TASK STATEMENT
Render everything from the line containing "Find all occurrences of black shoe." down to the end of the entries as a JSON list of strings, one string per line, with blank lines dropped. Leave the pictures out of the answer.

DATA ENTRIES

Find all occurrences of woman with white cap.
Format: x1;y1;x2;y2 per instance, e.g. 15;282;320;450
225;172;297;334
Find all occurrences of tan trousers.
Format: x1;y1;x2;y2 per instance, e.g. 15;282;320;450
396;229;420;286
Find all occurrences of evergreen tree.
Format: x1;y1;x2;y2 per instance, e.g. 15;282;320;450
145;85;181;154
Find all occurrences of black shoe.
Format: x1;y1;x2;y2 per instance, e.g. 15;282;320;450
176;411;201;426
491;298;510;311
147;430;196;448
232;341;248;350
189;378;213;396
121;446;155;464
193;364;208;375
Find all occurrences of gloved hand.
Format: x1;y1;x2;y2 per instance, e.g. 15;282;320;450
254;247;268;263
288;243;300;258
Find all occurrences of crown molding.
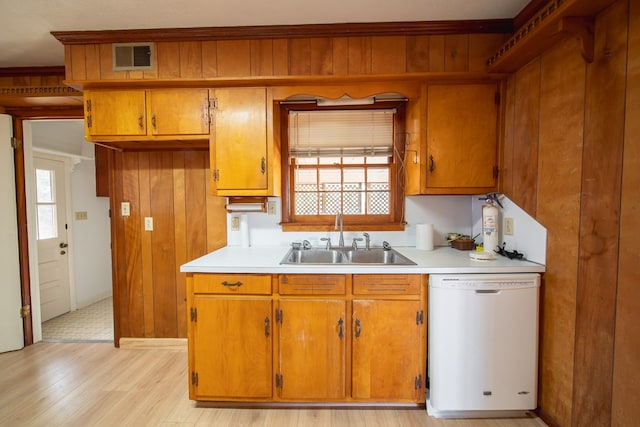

RESULT
[
  "Find all occurrences of black shoe.",
  "Format: x1;y1;x2;y2 per instance, e.g. 15;282;320;450",
  "176;411;201;426",
  "491;298;510;311",
  "147;430;196;448",
  "232;341;248;350",
  "189;378;213;396",
  "121;446;155;464",
  "193;364;208;375",
  "Find all occurrences of gloved hand.",
  "Format: x1;y1;x2;y2 per instance, e.g. 15;282;320;450",
  "254;247;268;263",
  "288;243;300;258",
  "Find all occurrences of crown molding."
]